課題 ▸ 下のデータから、「each」という文字列を含む行をすべて抜き出すこと。

ポインティングデータセットの抜粋
======

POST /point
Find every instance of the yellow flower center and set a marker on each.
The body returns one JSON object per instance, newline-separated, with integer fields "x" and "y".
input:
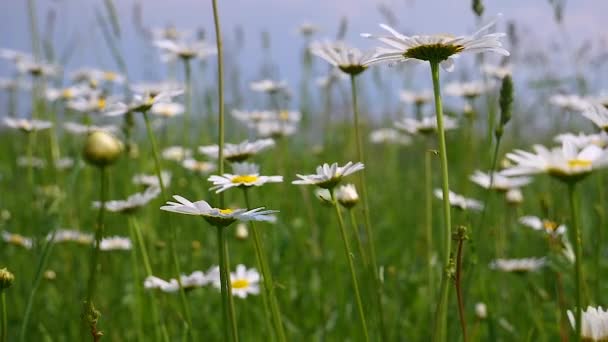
{"x": 240, "y": 284}
{"x": 580, "y": 163}
{"x": 244, "y": 179}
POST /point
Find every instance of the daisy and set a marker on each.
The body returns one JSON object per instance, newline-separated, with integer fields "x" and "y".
{"x": 17, "y": 240}
{"x": 418, "y": 98}
{"x": 132, "y": 202}
{"x": 389, "y": 136}
{"x": 426, "y": 125}
{"x": 327, "y": 176}
{"x": 27, "y": 126}
{"x": 238, "y": 152}
{"x": 594, "y": 324}
{"x": 172, "y": 49}
{"x": 244, "y": 175}
{"x": 64, "y": 235}
{"x": 546, "y": 225}
{"x": 435, "y": 48}
{"x": 176, "y": 153}
{"x": 581, "y": 140}
{"x": 115, "y": 243}
{"x": 598, "y": 114}
{"x": 459, "y": 201}
{"x": 142, "y": 102}
{"x": 468, "y": 90}
{"x": 518, "y": 265}
{"x": 572, "y": 103}
{"x": 498, "y": 181}
{"x": 80, "y": 129}
{"x": 243, "y": 282}
{"x": 217, "y": 217}
{"x": 167, "y": 110}
{"x": 347, "y": 195}
{"x": 567, "y": 163}
{"x": 348, "y": 59}
{"x": 198, "y": 166}
{"x": 152, "y": 180}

======

解答 ▸
Find every instance of the yellow flower center and set a marker on each.
Find every instance of the daisy and set a marker on each.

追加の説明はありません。